Source document:
>>>

By Marek Zebrowski

Born in 1954, Elliot Goldenthal is primarily known as a very successful film composer with a long list of scores for such highly acclaimed features as Gus Van Sant’s Drugstore Cowboy (1989), David Fincher’s Alien 3 (1992), Neil Jordan’s Interview with the Vampire (1994), Michael Collins (1996) and The Good Thief (2002), Michael Mann’s Heat (1996), Joel Schumacher’s Batman & Robin (1997) and Julie Taymor’s Frida (2002), Across the Universe (2007), The Tempest (2010), and The Glorias (2020), among others. 

Perhaps less noticed, but just as important, is Goldenthal’s extensive catalogue of concert and stage works. These were the happy outcome of his full-time studies at the Manhattan School of Music under the tutelage of John Corigliano during the 1970s, which culminated with Bachelor’s and Master’s degrees in composition. Beginning with chamber music during his college days, Goldenthal gradually expanded his list of works by composing string quartets, symphonies, suites and concertos for large orchestra.

Goldenthal’s most recent opus, Symphony No. 3 for Soprano and Orchestra to poetry by Barbara Sadowska, was commissioned by the Beethoven Academy Orchestra. This extensive, five-movement work, commemorates the fortieth anniversary of the imposition of martial law in Poland on 13 December 1981, following the dissolution of the Solidarity labor union by the communist government. Each of the Symphony’s movements takes its title from lines of Sadowska’s poems, and the choice of this author is also closely connected to the tragic years of martial law in Poland. Born in Paris in 1940, Sadowska came to Poland as a child and began publishing poetry in the late 1950s. She was active in anti-communist movements in Poland from the 1960s onward and was detained and mistreated by the police on several occasions. Arrested in 1982 and 1983, she was attacked by some still unidentified plain-clothes policemen in spring of 1983. A few weeks later, her 19-year old son, Grzegorz Przemyk, was interrogated and severely beaten by the Warsaw police. He died two days later. Barbara Sadowska died of cancer in 1986 at the age of 46.

<<<

Given entries:

>>>

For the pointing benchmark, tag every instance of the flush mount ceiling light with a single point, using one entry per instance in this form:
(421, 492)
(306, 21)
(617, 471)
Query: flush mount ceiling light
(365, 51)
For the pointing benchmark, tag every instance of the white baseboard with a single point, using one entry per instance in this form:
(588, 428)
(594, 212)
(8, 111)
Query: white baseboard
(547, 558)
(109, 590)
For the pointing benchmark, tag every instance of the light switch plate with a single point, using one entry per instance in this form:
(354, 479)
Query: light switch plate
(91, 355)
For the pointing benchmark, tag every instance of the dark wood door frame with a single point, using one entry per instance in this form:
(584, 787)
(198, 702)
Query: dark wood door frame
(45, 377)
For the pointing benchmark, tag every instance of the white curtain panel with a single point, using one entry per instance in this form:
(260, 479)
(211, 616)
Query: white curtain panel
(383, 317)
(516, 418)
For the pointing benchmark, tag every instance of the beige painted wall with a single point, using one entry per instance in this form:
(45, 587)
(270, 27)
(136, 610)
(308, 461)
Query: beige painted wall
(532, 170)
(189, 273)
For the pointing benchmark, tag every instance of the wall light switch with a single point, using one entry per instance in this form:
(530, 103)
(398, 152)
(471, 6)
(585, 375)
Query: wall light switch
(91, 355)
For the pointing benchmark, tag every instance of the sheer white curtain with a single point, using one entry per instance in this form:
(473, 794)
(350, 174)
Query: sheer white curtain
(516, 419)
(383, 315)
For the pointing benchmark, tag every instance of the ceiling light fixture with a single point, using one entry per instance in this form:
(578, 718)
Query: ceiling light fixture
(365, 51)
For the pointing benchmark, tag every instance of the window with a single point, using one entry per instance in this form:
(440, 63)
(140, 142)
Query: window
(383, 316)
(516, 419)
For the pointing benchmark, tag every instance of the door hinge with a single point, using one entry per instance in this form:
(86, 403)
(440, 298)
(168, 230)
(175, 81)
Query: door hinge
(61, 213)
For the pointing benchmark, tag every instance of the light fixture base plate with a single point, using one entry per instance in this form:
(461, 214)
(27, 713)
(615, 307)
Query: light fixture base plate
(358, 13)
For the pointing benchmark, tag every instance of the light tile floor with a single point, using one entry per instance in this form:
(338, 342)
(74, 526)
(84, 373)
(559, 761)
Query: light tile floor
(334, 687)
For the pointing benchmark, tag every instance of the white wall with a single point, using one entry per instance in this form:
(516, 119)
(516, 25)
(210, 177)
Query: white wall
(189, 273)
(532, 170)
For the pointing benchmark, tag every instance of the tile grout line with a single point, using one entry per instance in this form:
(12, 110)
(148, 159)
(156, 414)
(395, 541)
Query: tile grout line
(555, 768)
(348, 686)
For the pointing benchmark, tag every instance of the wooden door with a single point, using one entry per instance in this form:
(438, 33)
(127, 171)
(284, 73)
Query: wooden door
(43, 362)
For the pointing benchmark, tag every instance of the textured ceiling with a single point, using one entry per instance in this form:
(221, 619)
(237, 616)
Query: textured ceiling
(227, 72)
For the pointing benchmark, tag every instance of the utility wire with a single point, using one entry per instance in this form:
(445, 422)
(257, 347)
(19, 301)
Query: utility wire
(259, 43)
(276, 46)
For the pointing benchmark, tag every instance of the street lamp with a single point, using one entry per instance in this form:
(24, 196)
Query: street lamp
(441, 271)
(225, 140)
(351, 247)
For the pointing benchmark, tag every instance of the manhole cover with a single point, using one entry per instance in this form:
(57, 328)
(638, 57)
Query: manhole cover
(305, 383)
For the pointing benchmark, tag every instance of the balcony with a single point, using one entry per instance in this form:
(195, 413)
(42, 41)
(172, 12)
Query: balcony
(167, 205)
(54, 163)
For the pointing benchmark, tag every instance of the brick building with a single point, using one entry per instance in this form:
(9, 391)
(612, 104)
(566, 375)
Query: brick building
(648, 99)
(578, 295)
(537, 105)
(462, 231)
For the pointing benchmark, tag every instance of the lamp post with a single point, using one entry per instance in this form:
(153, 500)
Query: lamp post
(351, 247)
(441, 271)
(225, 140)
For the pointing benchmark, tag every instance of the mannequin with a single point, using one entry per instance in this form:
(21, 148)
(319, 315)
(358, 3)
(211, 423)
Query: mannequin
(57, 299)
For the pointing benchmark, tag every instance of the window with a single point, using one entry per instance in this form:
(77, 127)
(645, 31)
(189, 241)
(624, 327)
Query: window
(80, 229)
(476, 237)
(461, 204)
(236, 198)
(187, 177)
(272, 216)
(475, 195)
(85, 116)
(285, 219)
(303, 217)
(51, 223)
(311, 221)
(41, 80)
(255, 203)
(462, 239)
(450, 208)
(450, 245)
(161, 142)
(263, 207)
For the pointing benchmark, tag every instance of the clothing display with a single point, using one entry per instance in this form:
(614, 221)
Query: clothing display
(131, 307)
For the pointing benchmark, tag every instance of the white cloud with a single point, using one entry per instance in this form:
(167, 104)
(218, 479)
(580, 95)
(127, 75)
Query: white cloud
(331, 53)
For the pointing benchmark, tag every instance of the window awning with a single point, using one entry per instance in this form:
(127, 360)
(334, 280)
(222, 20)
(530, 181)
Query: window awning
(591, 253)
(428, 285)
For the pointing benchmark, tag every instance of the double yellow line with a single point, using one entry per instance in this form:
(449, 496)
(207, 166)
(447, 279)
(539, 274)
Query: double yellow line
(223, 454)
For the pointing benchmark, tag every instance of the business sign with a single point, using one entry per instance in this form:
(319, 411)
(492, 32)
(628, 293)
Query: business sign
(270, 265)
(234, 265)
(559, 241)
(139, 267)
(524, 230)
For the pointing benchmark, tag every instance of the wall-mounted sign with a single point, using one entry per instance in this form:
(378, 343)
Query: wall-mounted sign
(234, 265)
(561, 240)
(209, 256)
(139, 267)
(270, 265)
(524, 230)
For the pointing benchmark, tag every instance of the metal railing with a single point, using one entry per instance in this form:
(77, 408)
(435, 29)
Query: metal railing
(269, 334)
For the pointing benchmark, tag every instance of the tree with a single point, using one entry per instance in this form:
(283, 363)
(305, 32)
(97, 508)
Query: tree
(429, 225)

<<<

Work required: From the article on Elliot Goldenthal, extract word for word the passage starting with "By Marek Zebrowski" and going on through "(2020), among others.". The material has nothing to do with the article on Elliot Goldenthal.

Problem solution:
By Marek Zebrowski

Born in 1954, Elliot Goldenthal is primarily known as a very successful film composer with a long list of scores for such highly acclaimed features as Gus Van Sant’s Drugstore Cowboy (1989), David Fincher’s Alien 3 (1992), Neil Jordan’s Interview with the Vampire (1994), Michael Collins (1996) and The Good Thief (2002), Michael Mann’s Heat (1996), Joel Schumacher’s Batman & Robin (1997) and Julie Taymor’s Frida (2002), Across the Universe (2007), The Tempest (2010), and The Glorias (2020), among others.